• [Excerpted passage]
════════════════
This is not, sadly, the way standards are normally developed. The history of computing is full of instances in which technical standards were derived by a process that combined the worst features of philosophical axe-grinding with murky back-room politics — producing specifications that failed to resemble anything ever implemented. Worse, many were either so demanding that they could not be practically implemented or so underspecified that they caused more confusion than they resolved. Then they were promulgated to vendors who ignored them wherever they were inconvenient.

One of the more notorious examples of standards nonsense was the Open Systems Interconnect networking protocols that briefly contended with TCP/IP in the 1980s — its 7-layer model looked elegant from a distance but proved overcomplicated and unimplementable in practice.[147] The ANSI X3.64 standard for video-display terminal capabilities is another famous horror story; bedeviled by subtle incompatibilities between legally conformant implementations. Even after character-cell terminals have been largely displaced by bitmapped displays these continue to cause problems (in particular, this is why the function and special keys in your xterm(1) will occasionally break). The RS232 standard for serial communications was so underspecified that it sometimes seemed that no two serial cables were alike. Standards horror stories of similar kind could fill a book the size of this one.

The IETF's philosophy has been famously summarized as “We reject kings, presidents, and voting. We believe in rough consensus and running code”.[148] That demand for a working implementation first has saved it from the worst category of blunders. In fact its criterion is stronger:

[A] candidate specification must be implemented and tested for correct operation and interoperability by multiple independent parties and utilized in increasingly demanding environments, before it can be adopted as an Internet Standard.
════════════════
• [Material shown]

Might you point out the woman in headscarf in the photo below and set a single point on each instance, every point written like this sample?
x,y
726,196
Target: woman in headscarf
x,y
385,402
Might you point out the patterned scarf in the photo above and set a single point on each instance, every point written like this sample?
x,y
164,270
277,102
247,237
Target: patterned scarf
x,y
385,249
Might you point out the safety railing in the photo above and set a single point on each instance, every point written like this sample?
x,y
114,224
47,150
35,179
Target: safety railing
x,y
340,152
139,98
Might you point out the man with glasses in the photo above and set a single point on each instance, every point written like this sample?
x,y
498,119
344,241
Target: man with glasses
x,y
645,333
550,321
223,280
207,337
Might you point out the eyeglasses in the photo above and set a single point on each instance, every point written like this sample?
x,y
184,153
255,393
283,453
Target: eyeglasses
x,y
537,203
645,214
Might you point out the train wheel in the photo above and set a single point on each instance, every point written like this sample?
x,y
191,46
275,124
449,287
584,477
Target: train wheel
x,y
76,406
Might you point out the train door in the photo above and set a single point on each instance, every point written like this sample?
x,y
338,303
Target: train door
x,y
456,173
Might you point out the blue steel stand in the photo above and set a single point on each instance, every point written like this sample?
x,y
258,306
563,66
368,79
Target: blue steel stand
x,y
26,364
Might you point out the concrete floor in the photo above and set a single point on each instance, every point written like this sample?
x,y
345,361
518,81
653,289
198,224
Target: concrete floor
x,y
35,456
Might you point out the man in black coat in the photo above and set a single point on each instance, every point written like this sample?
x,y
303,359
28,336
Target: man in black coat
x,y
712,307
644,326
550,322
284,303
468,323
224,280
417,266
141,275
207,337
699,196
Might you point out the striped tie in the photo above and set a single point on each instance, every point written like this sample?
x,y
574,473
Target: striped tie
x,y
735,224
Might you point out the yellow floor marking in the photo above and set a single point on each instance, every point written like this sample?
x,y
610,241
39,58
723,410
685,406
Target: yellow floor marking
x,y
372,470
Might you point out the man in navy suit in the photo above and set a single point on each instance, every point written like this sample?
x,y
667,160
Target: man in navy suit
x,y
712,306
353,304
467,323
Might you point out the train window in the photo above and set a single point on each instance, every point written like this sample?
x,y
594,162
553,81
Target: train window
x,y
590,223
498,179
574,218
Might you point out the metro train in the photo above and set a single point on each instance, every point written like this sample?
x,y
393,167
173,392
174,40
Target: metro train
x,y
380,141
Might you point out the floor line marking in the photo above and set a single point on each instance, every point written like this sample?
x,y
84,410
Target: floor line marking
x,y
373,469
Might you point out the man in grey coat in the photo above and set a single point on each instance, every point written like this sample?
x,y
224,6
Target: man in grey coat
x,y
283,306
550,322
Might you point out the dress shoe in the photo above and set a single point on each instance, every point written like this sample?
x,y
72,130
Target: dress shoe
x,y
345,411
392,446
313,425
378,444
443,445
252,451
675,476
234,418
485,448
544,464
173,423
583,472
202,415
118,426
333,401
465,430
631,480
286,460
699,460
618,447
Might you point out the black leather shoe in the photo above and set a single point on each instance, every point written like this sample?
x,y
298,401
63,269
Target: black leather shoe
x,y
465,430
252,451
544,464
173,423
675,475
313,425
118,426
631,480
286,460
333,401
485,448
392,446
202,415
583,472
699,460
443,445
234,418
════════════════
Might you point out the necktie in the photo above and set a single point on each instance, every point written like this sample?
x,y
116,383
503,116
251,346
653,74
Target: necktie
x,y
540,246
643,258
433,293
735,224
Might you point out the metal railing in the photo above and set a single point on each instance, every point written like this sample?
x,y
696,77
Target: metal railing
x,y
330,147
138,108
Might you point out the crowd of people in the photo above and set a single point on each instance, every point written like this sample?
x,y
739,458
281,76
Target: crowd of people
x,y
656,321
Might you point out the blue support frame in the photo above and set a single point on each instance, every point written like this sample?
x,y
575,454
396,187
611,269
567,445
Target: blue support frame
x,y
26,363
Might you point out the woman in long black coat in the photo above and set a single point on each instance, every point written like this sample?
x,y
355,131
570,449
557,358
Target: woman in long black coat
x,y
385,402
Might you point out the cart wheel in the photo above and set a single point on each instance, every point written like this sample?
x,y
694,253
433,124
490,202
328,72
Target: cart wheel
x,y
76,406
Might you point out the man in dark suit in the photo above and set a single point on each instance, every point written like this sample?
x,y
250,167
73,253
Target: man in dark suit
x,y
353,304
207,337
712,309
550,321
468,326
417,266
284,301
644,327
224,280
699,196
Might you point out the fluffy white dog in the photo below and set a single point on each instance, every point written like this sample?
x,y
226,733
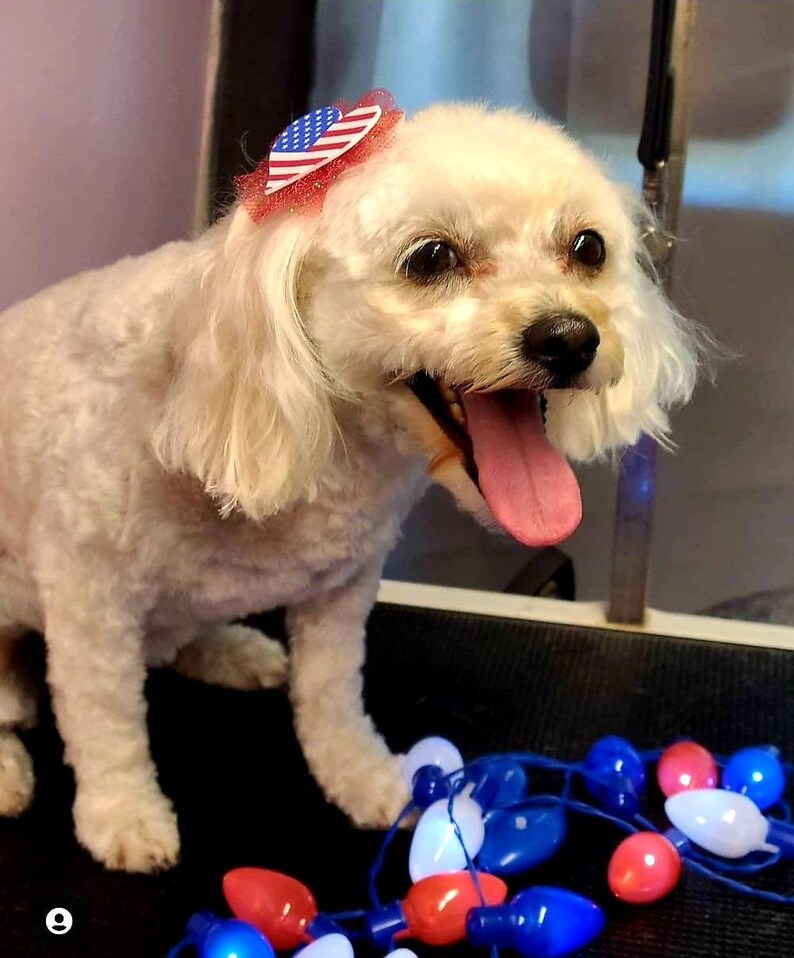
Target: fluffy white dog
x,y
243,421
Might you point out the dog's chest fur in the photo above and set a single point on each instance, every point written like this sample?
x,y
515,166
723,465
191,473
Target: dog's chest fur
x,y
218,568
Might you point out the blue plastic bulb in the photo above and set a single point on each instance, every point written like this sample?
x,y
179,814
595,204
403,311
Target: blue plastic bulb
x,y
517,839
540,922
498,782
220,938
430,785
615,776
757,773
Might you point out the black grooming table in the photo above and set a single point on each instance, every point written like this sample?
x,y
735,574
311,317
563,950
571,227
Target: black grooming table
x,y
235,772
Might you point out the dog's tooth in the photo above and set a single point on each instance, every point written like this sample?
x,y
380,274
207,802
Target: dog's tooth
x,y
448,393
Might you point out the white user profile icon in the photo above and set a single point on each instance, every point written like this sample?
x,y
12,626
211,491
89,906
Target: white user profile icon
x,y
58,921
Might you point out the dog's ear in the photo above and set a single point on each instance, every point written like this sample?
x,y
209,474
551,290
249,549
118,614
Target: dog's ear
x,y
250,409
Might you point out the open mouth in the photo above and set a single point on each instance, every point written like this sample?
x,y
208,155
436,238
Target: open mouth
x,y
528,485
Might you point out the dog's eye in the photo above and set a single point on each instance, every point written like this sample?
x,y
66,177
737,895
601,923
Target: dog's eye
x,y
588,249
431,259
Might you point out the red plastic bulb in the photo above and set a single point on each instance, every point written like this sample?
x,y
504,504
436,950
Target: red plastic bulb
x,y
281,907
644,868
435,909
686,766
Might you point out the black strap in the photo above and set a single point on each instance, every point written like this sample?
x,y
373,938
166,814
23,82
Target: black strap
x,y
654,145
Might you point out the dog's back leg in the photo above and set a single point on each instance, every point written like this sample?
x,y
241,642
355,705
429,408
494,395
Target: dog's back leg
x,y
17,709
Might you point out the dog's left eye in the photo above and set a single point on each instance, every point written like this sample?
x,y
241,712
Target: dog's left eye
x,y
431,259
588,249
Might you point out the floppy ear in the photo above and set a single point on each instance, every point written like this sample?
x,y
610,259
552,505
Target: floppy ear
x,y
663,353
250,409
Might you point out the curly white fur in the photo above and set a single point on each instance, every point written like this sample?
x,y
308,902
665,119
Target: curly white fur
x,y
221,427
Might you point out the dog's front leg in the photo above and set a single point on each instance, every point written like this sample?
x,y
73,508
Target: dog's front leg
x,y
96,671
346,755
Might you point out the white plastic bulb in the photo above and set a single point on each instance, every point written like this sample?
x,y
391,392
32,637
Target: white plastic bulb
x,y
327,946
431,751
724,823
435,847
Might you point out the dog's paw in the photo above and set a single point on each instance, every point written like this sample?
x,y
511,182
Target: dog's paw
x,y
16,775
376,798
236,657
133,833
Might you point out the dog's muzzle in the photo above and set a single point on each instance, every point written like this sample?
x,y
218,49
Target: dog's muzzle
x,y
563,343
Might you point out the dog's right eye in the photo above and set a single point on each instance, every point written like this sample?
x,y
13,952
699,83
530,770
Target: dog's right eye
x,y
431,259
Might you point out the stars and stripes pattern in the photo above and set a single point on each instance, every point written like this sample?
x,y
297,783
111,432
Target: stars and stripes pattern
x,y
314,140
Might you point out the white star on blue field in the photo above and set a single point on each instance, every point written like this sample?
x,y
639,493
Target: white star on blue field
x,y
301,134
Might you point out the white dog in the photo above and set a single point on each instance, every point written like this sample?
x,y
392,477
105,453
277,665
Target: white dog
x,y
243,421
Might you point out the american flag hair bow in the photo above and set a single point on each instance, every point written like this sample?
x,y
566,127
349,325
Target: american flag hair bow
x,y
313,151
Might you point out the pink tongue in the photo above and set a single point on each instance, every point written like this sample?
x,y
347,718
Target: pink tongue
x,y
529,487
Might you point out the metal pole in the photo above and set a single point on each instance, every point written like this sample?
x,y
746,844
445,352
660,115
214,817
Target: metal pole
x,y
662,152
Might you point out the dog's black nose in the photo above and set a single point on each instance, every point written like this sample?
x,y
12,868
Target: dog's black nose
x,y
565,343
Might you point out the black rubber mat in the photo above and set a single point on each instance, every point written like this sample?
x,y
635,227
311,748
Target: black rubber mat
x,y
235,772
════════════════
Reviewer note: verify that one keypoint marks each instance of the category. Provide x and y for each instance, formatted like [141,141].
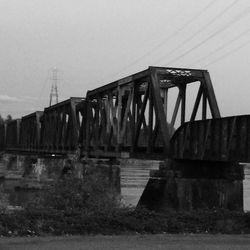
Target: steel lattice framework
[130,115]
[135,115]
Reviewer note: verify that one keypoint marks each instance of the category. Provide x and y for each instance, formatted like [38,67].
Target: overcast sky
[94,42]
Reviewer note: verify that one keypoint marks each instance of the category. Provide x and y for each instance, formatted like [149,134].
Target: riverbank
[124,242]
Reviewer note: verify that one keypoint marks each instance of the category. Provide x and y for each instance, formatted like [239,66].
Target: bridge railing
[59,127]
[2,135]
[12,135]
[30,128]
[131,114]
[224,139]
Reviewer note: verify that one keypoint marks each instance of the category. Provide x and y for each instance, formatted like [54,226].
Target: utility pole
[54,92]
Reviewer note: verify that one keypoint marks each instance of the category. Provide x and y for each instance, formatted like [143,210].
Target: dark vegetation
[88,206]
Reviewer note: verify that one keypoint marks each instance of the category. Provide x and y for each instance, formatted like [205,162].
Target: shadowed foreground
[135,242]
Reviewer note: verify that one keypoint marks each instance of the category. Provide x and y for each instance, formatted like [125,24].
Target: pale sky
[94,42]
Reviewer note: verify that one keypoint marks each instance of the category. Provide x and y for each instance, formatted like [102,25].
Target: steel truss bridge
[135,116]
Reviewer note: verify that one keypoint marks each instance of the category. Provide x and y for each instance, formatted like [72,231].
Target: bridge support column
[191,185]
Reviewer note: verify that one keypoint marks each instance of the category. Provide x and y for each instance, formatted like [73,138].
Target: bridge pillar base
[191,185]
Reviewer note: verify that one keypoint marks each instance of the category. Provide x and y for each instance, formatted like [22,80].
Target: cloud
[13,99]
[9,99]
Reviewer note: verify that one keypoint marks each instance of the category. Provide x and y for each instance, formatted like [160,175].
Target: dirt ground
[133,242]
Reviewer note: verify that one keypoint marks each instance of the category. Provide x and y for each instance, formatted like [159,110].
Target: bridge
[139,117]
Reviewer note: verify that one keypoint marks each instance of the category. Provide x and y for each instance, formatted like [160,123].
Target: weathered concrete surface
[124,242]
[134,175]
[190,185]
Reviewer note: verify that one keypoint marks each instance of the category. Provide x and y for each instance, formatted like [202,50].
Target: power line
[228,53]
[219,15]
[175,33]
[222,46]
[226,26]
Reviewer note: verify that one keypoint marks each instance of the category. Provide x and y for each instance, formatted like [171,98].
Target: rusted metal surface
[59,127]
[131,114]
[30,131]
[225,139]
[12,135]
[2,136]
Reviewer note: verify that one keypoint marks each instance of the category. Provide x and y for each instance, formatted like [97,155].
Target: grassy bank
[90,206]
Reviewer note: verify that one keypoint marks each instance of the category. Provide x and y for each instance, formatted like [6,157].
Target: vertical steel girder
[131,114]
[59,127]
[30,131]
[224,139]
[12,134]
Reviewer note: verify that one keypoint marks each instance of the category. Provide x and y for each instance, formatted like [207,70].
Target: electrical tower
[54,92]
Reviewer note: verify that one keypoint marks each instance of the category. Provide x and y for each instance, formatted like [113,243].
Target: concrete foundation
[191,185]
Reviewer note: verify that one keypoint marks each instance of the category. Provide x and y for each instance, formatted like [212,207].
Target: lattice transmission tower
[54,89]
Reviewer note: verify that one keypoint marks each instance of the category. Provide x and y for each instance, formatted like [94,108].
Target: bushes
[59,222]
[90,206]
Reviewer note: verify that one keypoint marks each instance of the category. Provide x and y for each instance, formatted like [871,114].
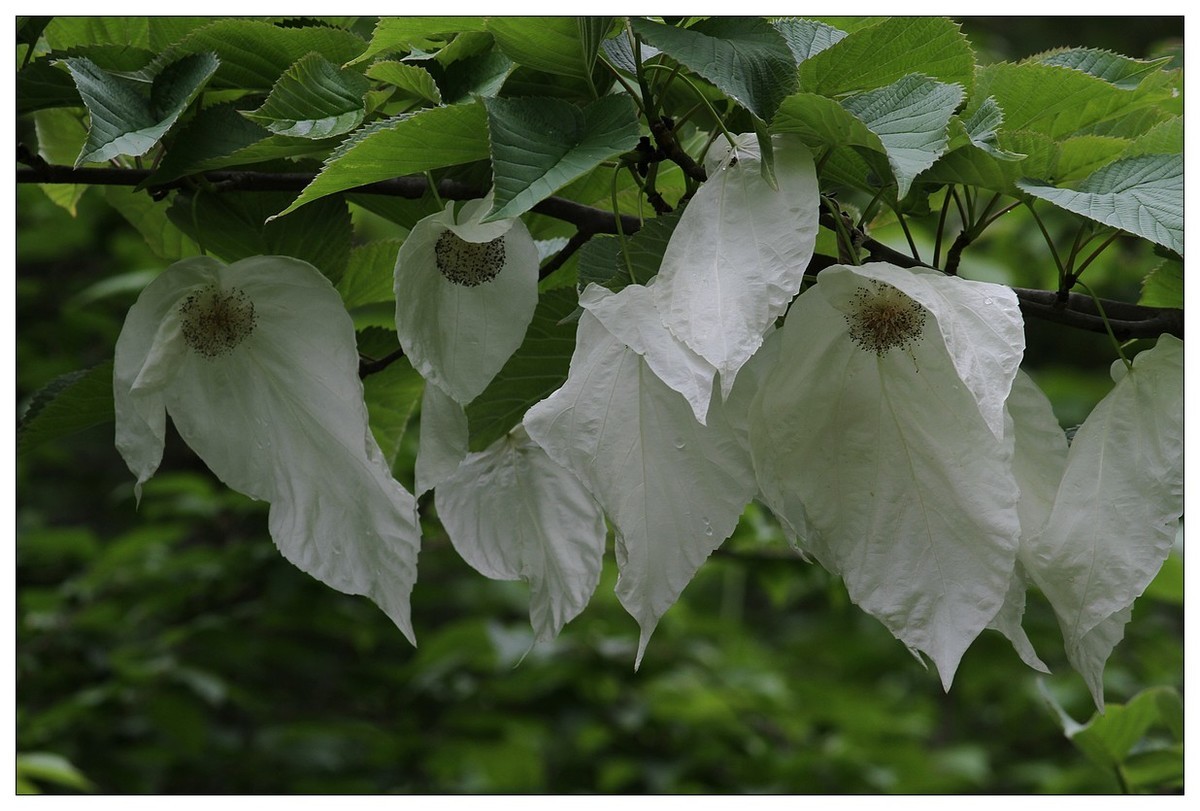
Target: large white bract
════════════════
Copy the passage above on how technical standards get developed, word for word from start to finish.

• [Result for this exercise]
This is not, sadly, the way standards are normally developed. The history of computing is full of instances in which technical standards were derived by a process that combined the worst features of philosophical axe-grinding with murky back-room politics — producing specifications that failed to resemble anything ever implemented. Worse, many were either so demanding that they could not be practically implemented or so underspecified that they caused more confusion than they resolved. Then they were promulgated to vendors who ignored them wherever they were inconvenient.

One of the more notorious examples of standards nonsense was the Open Systems Interconnect networking protocols that briefly contended with TCP/IP in the 1980s — its 7-layer model looked elegant from a distance but proved overcomplicated and unimplementable in practice.[147] The ANSI X3.64 standard for video-display terminal capabilities is another famous horror story; bedeviled by subtle incompatibilities between legally conformant implementations. Even after character-cell terminals have been largely displaced by bitmapped displays these continue to cause problems (in particular, this is why the function and special keys in your xterm(1) will occasionally break). The RS232 standard for serial communications was so underspecified that it sometimes seemed that no two serial cables were alike. Standards horror stories of similar kind could fill a book the size of this one.

The IETF's philosophy has been famously summarized as “We reject kings, presidents, and voting. We believe in rough consensus and running code”.[148] That demand for a working implementation first has saved it from the worst category of blunders. In fact its criterion is stronger:

[A] candidate specification must be implemented and tested for correct operation and interoperability by multiple independent parties and utilized in increasingly demanding environments, before it can be adopted as an Internet Standard.